## The request
Return, exactly, the line that contains "Note: pick out every instance of the blurred" together with all lines after it to the end of the entries, and no further lines.

## Named-object pointing records
::::::

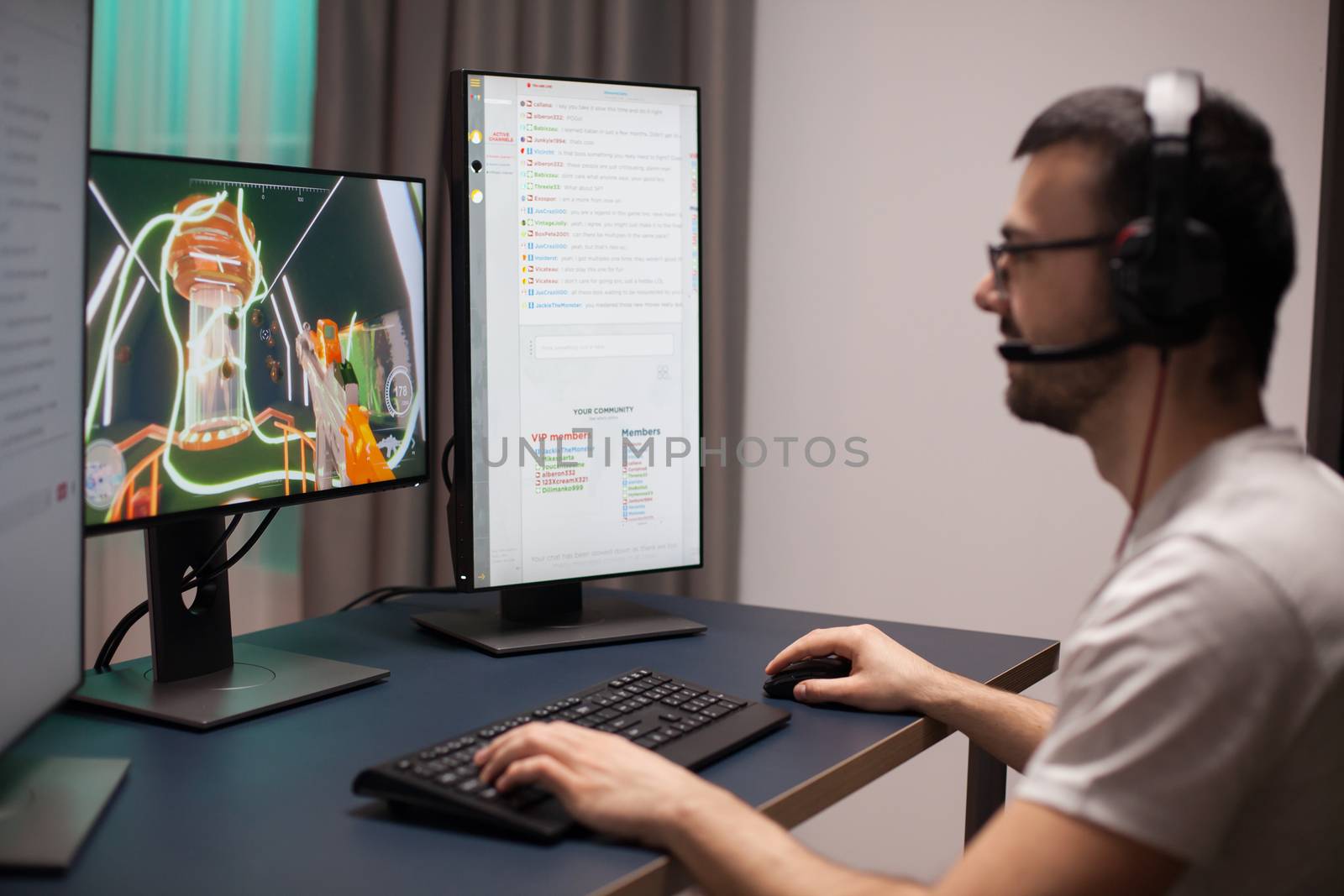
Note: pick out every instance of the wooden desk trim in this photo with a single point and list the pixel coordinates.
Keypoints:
(823, 790)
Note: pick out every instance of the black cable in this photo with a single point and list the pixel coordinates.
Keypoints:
(198, 579)
(192, 580)
(219, 546)
(389, 591)
(443, 464)
(118, 631)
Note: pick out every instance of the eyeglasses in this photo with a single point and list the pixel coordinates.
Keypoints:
(996, 253)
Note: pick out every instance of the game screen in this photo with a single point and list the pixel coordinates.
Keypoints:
(250, 333)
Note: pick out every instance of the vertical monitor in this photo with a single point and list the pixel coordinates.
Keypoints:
(577, 328)
(44, 139)
(255, 336)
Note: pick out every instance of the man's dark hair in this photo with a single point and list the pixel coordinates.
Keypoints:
(1236, 190)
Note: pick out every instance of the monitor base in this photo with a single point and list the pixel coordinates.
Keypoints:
(260, 680)
(600, 620)
(49, 805)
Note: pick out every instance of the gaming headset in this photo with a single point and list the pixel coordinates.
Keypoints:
(1166, 269)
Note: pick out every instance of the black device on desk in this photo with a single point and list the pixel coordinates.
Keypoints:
(575, 354)
(689, 723)
(781, 684)
(221, 378)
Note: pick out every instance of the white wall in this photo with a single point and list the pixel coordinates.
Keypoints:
(880, 144)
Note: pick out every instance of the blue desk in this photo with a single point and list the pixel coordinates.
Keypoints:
(265, 805)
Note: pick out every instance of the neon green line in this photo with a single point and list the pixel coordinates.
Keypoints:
(255, 251)
(176, 338)
(410, 423)
(349, 333)
(121, 289)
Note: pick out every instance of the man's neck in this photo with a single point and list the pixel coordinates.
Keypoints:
(1189, 422)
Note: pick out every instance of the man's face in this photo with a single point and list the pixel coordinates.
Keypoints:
(1057, 297)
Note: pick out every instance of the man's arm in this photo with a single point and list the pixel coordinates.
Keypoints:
(617, 788)
(889, 678)
(1005, 725)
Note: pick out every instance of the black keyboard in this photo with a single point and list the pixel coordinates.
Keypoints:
(689, 723)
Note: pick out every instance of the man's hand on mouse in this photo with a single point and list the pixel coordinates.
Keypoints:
(605, 781)
(886, 678)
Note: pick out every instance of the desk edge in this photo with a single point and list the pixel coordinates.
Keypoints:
(827, 788)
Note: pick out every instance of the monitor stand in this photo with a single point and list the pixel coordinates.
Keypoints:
(197, 674)
(49, 805)
(551, 618)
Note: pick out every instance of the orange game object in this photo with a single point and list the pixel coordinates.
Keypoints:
(365, 463)
(213, 251)
(326, 338)
(213, 268)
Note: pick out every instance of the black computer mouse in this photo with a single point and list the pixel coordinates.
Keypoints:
(780, 685)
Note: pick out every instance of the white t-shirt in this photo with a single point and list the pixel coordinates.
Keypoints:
(1202, 703)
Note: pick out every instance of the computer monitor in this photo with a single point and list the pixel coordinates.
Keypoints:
(47, 804)
(255, 338)
(575, 352)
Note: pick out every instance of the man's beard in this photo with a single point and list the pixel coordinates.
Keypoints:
(1061, 394)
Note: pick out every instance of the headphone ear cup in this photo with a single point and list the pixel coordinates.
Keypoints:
(1163, 304)
(1128, 275)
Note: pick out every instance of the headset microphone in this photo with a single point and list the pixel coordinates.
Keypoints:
(1025, 352)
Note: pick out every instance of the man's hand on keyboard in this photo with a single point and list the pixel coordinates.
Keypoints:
(605, 781)
(886, 676)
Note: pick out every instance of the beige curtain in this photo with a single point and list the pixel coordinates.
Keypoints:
(380, 107)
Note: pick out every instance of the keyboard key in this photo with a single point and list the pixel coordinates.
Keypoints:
(647, 708)
(524, 797)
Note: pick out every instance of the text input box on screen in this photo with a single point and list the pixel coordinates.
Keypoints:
(604, 345)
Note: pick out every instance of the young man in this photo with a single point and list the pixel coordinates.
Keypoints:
(1198, 741)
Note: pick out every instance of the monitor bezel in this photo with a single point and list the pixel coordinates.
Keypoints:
(92, 530)
(454, 150)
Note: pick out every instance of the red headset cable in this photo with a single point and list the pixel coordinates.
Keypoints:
(1148, 450)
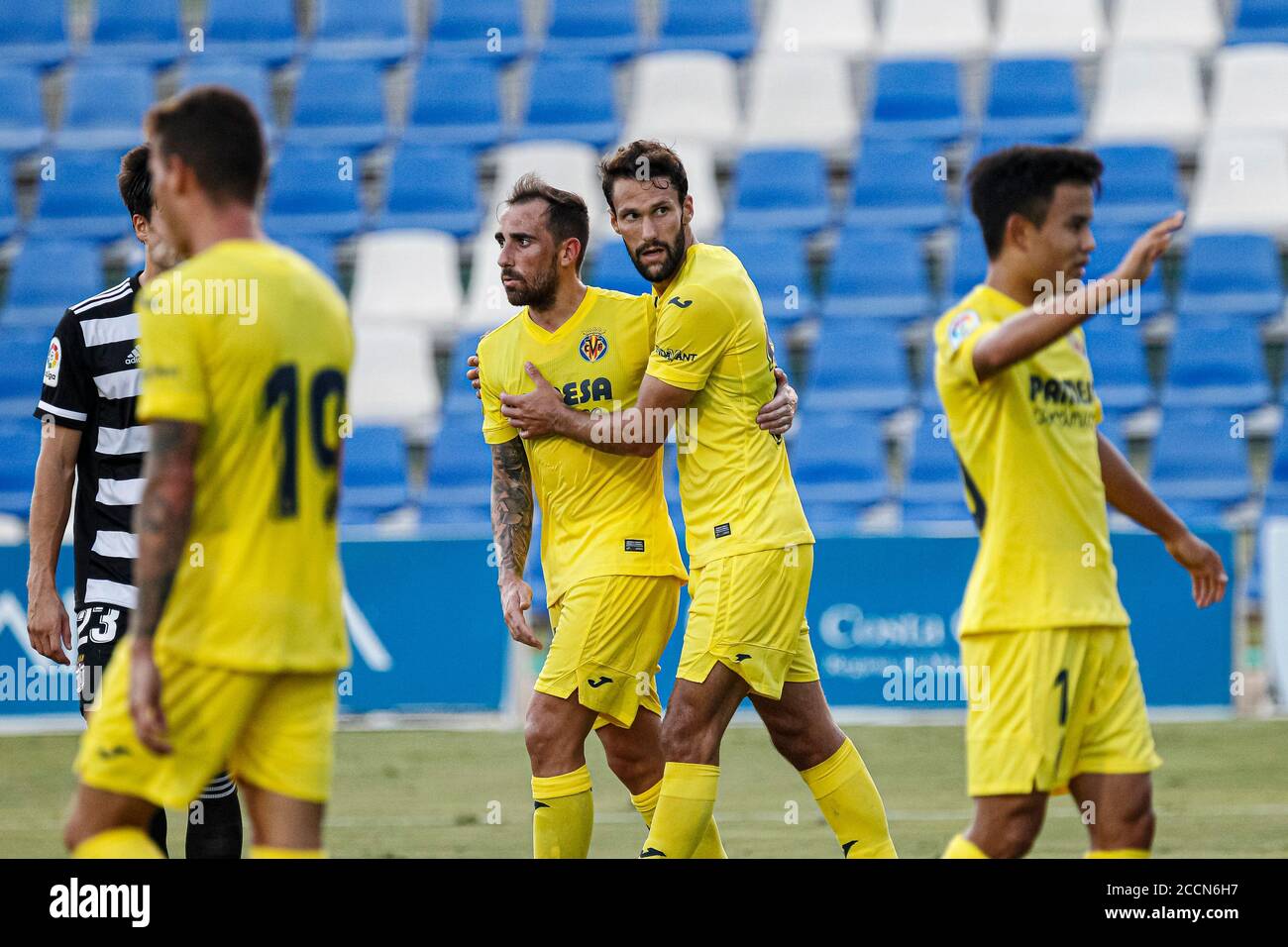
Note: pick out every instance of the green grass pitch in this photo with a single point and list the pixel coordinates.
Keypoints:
(1223, 791)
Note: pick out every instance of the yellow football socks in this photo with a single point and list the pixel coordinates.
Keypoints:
(709, 847)
(127, 841)
(684, 806)
(563, 814)
(850, 804)
(961, 847)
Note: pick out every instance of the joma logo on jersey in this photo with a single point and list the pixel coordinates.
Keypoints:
(592, 347)
(1060, 390)
(588, 389)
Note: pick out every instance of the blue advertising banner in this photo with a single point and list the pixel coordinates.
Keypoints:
(426, 631)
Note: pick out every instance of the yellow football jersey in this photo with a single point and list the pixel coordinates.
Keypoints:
(253, 343)
(1026, 444)
(735, 484)
(603, 514)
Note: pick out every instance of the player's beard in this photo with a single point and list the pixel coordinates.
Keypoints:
(668, 266)
(537, 292)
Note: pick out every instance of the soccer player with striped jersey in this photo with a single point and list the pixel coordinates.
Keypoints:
(91, 438)
(750, 545)
(239, 634)
(1065, 709)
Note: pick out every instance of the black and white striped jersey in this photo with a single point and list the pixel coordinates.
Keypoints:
(91, 384)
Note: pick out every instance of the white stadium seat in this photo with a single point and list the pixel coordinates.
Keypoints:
(1149, 95)
(391, 380)
(1249, 89)
(1051, 27)
(812, 26)
(407, 275)
(935, 29)
(1241, 185)
(802, 101)
(684, 95)
(1193, 25)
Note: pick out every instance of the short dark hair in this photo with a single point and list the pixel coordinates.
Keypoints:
(134, 182)
(643, 159)
(1022, 179)
(566, 213)
(217, 133)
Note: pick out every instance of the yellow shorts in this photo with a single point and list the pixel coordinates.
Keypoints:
(609, 633)
(748, 613)
(1059, 702)
(271, 729)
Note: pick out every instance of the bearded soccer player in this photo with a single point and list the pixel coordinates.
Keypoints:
(608, 549)
(239, 631)
(93, 440)
(1067, 711)
(750, 545)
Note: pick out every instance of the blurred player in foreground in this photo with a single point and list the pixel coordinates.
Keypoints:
(239, 631)
(610, 560)
(750, 547)
(1065, 709)
(90, 389)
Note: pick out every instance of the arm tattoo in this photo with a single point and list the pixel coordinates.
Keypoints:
(511, 505)
(163, 517)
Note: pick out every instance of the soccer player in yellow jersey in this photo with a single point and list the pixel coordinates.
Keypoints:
(239, 633)
(1065, 707)
(750, 547)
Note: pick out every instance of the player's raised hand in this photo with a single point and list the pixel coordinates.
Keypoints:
(516, 599)
(777, 415)
(1207, 573)
(536, 412)
(1138, 262)
(48, 626)
(473, 375)
(146, 699)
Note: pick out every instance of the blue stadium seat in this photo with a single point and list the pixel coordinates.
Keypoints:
(1035, 99)
(22, 121)
(720, 26)
(375, 471)
(1112, 245)
(34, 33)
(262, 30)
(876, 274)
(490, 29)
(780, 189)
(455, 102)
(1119, 367)
(838, 458)
(1140, 185)
(362, 31)
(606, 29)
(104, 105)
(48, 275)
(1198, 463)
(339, 103)
(917, 99)
(571, 98)
(433, 188)
(1260, 21)
(614, 269)
(308, 197)
(1216, 364)
(129, 31)
(776, 263)
(82, 200)
(21, 438)
(857, 368)
(1232, 274)
(249, 77)
(900, 184)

::::::

## Expected output
Note: pick out every instance of the blurred player in foreground in this photo with a single point and list the pixel coordinates.
Keypoints:
(239, 631)
(610, 560)
(750, 547)
(1065, 709)
(90, 389)
Note: pick out every instance of the arm tattoo in this photo with a single point and list the pixel coordinates.
Keypoints:
(511, 505)
(163, 517)
Note: pick out every instance of the soccer player in yellow jersey in this photo with a single point and list the pixel coordinates.
Keypoints:
(239, 633)
(1065, 707)
(750, 547)
Note: pick out every instance of the player's raised hand in this photo with a single point and list the pixel coordinates.
Keypoints:
(516, 599)
(777, 415)
(1207, 573)
(536, 412)
(1138, 262)
(48, 626)
(473, 375)
(146, 699)
Note: pick out every instance of the blue stadium seat in this photo with a single point and list the pixel coordinates.
Keypoints:
(1035, 99)
(22, 121)
(720, 26)
(375, 471)
(1112, 245)
(34, 33)
(262, 30)
(876, 274)
(490, 29)
(780, 189)
(455, 102)
(1119, 367)
(838, 458)
(1140, 185)
(362, 31)
(606, 29)
(104, 105)
(48, 275)
(1198, 463)
(339, 103)
(917, 99)
(571, 98)
(433, 188)
(1260, 21)
(614, 269)
(308, 197)
(1216, 364)
(129, 31)
(776, 263)
(82, 200)
(21, 438)
(857, 368)
(1232, 274)
(249, 77)
(900, 184)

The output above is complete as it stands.